Problem statement:
In two sentences, summarize the forum thread below on Propeller boot timing.

Prop 1 - system clock cycles elapsed before user's code starts running

Wossname · 2017-06-27 18:02

At the exact moment where Cog 0 begins to run the interpreted Spin code, is it possible to make any particular statements about the current state of the System and Hub clocks?

I think we can, but I'm not 100% certain, could someone sanity check this for me...

The last thing the "booter" does is to execute:

coginit interpreter             'reboot cog with interpreter

Since coginit is a Hub instruction (and Cog 0 is the only one running), Cog 0 waits for the Hub to swing around to allow access. Then the Interpreter is loaded into Cog 0 (which is a clock-deterministic operation as it is a fixed length of memory to unscramble and copy). A question occurs - how many system clocks does it take to unscramble and copy 512 longs from Hub to Cog, it must be less than 8 right (there's some dark magic going on there I think)?

At the last System clock after the Interpreter is loaded AND before the next clock cycle when the Interpreter (in Cog 0) begins to run the user's code, is the state of the Hub clock guaranteed to be knowable by deduction? I think the answer is yes and I think the System clock will be advanced by a multiple of 8 clock cycles since the CogInit was invoked. I think this unscramble and copy must take a while because of the complexity of the task, but is transparent because all this is happening invisibly inside the chip, before our code runs.

The booter's earlier activities, serial port host detection and eeprom handling are both non-deterministic because they involve timing measurements and timeouts of indeterminate length. I think these are resolved by the ultimately final CogInit.

To put it another way -- the Propeller becomes cycle-predictable only at the moment the Cog 0 Interpreter begins execution at it's default entry point.

Is my thinking correct?

jmg · 2017-06-27 20:40

Wossname wrote: »

Given information:

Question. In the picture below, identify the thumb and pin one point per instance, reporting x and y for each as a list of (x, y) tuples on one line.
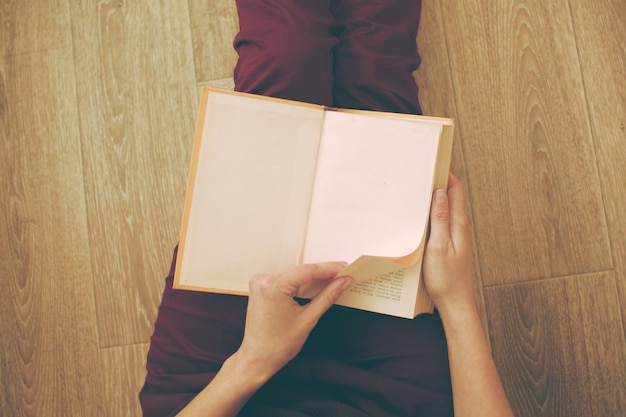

Response to the exercise:
A forum poster asks whether the state of the System and Hub clocks can be known at the moment Cog 0 begins running the interpreted Spin code, after the booter's final coginit loads the interpreter into Cog 0. The poster thinks it can, since loading the interpreter is clock-deterministic while the earlier serial port host detection and EEPROM handling are not, so the Propeller becomes cycle-predictable only when the interpreter starts execution at its default entry point.